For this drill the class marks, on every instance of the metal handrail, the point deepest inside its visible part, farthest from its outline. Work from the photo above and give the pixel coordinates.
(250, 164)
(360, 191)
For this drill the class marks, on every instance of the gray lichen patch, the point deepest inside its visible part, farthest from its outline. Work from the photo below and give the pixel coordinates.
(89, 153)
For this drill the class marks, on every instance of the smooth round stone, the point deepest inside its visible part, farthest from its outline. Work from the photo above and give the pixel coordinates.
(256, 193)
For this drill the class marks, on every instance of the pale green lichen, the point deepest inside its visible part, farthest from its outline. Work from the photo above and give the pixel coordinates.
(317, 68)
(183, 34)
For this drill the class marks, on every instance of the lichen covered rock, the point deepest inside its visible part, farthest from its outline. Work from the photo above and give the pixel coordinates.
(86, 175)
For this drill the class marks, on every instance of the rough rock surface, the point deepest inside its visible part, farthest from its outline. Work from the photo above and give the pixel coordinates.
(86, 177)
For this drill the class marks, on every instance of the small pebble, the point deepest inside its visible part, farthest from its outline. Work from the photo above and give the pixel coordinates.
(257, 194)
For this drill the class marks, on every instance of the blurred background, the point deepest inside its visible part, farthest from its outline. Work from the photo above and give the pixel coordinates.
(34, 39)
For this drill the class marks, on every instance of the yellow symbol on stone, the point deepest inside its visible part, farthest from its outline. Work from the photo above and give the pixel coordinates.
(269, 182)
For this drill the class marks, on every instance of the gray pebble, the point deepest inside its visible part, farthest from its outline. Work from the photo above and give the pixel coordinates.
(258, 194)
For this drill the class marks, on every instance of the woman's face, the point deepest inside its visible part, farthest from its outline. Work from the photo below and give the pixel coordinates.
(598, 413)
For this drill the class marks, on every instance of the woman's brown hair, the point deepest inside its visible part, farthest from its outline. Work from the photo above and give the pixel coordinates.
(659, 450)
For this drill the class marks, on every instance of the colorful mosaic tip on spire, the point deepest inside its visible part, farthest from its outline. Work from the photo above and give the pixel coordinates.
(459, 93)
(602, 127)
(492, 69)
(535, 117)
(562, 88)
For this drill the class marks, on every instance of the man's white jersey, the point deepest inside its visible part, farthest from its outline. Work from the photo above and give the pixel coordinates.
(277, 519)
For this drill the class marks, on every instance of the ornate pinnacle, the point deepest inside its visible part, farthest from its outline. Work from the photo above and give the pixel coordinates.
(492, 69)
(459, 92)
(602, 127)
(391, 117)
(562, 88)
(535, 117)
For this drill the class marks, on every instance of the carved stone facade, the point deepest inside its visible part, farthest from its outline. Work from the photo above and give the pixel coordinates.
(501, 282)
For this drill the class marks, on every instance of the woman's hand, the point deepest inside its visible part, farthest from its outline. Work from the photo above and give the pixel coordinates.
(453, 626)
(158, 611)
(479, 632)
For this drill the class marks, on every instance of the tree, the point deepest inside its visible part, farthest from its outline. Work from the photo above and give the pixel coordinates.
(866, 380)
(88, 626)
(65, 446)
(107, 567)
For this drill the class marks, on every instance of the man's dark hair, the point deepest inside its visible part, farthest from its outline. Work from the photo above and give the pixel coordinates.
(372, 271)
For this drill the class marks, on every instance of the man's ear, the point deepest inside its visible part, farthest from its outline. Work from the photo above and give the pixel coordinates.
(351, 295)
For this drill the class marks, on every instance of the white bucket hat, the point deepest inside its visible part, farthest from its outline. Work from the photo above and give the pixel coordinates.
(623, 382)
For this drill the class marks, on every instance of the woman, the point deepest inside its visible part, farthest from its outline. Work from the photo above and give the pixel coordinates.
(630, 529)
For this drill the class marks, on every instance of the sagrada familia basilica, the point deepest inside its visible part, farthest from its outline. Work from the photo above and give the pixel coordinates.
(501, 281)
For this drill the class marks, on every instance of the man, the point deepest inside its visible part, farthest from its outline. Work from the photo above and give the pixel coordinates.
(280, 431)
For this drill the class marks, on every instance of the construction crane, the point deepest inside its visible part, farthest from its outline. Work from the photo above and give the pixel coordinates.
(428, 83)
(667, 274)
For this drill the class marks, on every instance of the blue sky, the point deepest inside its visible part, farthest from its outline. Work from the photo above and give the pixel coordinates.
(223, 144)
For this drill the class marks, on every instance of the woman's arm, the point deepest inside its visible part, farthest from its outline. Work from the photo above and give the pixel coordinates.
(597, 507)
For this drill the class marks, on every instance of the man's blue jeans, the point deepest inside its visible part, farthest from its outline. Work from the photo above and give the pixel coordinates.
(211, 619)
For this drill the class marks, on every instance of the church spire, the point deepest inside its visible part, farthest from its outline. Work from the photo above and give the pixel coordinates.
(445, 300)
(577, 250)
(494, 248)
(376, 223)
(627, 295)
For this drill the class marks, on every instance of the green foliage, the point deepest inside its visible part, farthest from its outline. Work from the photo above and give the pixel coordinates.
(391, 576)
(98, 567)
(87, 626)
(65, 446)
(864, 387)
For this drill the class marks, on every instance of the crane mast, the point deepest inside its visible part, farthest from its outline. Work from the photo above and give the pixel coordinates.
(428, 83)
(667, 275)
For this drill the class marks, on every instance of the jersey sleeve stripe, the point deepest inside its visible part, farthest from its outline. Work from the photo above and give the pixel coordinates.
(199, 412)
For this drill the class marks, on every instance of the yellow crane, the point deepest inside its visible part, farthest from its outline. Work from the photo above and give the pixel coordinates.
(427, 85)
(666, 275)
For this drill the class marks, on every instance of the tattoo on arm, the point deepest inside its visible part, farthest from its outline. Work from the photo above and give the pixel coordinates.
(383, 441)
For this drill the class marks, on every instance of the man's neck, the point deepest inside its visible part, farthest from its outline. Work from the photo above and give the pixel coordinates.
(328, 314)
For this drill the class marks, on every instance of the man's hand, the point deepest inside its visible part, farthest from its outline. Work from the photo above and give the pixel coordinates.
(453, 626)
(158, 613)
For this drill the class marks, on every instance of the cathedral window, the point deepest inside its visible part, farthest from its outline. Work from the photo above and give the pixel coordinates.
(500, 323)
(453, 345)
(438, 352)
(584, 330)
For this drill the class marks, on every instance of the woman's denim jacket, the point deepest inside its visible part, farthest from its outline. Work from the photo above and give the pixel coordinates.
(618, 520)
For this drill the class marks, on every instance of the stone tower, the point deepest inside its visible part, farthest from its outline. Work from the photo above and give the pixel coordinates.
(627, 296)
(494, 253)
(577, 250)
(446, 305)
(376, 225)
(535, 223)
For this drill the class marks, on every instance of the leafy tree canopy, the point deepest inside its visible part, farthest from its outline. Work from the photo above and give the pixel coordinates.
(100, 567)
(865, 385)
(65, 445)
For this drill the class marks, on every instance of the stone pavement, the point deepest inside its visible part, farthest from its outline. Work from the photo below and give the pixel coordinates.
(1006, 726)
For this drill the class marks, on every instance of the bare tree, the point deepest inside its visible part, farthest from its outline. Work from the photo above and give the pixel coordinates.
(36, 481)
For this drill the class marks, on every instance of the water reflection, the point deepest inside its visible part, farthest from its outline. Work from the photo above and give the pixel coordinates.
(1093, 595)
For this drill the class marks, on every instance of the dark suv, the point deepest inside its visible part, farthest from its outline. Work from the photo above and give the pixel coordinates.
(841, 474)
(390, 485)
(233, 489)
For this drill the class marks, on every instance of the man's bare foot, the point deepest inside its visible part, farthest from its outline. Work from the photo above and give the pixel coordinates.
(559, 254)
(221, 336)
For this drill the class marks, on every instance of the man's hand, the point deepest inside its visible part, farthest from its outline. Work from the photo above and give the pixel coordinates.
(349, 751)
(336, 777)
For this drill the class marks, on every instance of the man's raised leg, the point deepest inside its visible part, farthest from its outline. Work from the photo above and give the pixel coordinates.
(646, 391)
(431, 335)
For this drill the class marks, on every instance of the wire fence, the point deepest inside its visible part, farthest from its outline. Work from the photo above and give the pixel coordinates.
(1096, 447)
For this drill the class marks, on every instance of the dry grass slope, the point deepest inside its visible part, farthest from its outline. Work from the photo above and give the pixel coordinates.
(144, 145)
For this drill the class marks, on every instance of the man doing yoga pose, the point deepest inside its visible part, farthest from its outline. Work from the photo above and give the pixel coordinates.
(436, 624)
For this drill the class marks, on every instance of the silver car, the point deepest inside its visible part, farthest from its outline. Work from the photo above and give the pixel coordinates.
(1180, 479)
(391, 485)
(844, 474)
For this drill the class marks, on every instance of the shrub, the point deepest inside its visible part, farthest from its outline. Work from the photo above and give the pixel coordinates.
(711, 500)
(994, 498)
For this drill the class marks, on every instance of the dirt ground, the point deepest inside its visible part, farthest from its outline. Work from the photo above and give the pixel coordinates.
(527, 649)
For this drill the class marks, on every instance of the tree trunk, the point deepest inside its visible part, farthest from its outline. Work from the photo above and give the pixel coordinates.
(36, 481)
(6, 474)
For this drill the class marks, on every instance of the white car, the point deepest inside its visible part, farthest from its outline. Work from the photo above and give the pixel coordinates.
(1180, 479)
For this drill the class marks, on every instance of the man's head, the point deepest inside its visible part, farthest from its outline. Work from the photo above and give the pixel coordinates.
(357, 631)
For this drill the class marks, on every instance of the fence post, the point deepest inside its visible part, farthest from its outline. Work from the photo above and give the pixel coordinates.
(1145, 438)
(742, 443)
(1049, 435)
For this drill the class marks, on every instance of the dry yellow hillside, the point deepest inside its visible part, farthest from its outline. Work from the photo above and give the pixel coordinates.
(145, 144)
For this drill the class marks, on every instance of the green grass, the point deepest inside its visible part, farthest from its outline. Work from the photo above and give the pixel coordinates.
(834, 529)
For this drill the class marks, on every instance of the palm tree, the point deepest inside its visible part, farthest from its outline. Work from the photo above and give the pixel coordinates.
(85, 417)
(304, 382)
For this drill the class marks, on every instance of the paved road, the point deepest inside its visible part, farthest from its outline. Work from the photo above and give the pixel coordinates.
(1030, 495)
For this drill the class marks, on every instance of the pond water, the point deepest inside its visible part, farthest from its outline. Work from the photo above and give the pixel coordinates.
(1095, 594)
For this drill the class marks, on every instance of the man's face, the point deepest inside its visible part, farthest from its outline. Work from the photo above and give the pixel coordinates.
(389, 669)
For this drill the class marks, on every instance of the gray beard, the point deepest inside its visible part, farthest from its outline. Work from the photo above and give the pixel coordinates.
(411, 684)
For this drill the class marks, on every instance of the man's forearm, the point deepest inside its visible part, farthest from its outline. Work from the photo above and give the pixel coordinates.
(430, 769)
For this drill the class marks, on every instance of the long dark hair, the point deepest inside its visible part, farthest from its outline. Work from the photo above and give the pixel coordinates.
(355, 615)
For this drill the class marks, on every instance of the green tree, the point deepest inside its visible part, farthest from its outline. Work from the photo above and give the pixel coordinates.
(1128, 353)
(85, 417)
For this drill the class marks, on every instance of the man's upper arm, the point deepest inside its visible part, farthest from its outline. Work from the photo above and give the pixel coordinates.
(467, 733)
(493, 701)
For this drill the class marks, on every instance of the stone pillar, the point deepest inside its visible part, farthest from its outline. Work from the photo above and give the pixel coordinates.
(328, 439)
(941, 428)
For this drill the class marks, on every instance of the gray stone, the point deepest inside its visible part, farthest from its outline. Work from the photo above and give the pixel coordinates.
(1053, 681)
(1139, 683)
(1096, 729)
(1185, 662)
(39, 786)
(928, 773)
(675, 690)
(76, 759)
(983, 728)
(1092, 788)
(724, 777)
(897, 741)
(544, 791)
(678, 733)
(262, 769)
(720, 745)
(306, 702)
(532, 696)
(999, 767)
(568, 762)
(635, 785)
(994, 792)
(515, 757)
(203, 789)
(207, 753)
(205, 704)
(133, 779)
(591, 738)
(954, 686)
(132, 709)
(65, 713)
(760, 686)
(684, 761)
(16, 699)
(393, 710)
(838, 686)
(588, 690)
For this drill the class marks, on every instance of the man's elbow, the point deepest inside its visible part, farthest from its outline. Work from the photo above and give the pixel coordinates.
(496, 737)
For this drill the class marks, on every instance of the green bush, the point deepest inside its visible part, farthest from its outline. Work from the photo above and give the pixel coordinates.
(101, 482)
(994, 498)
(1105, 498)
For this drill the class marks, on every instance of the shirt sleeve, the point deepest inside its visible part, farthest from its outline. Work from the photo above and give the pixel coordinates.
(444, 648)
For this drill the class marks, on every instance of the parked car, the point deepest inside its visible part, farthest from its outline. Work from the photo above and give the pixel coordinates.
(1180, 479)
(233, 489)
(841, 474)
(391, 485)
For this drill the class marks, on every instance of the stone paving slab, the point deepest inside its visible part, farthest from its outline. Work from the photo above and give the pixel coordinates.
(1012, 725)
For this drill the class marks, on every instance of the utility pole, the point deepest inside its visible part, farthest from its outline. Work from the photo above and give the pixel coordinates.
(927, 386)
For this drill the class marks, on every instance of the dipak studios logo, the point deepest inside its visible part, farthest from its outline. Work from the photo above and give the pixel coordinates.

────

#### About this exercise:
Your answer is to contain exactly the lines from the one holding "man's elbow, the" to the end of the entries, with no other line.

#### Completed task:
For this drill the class marks, on every instance of the man's elbow, the point deepest inside its visible part, farthest from its outline. Work from the photo above and give the pixel coordinates.
(496, 737)
For this drill the class marks, on every instance of the green bush, the point deepest inside its visible part, farthest from its outline. Work from the photo above and give the pixel coordinates.
(101, 482)
(994, 498)
(1105, 498)
For this drill the class marks, on every instance of the shirt sleeve, the point deepest inside its visible part, farthest from its outline. Work from the photo above and give the pixel coordinates.
(444, 648)
For this drill the class marks, on every instance of the parked car, the point deepest inside its visible part, farthest from its outline. Work from the photo above and give the pixel coordinates.
(1180, 479)
(233, 489)
(841, 474)
(391, 485)
For this drill the class marks, on every instance of the stone paving slab, the point deepest inside its visible part, farthest from its outline. Work from the photo above and give the pixel coordinates.
(1012, 725)
For this drill the class marks, on every instance of the utility pole, the point deepest inside its visible part, farthest from its outline. Work from the photo above and give the pixel coordinates.
(927, 386)
For this drill the class marks, on every instance of the dipak studios logo, the point deepest inside its visible part, farthest from its outline. Work from the photo above and give the pixel coordinates.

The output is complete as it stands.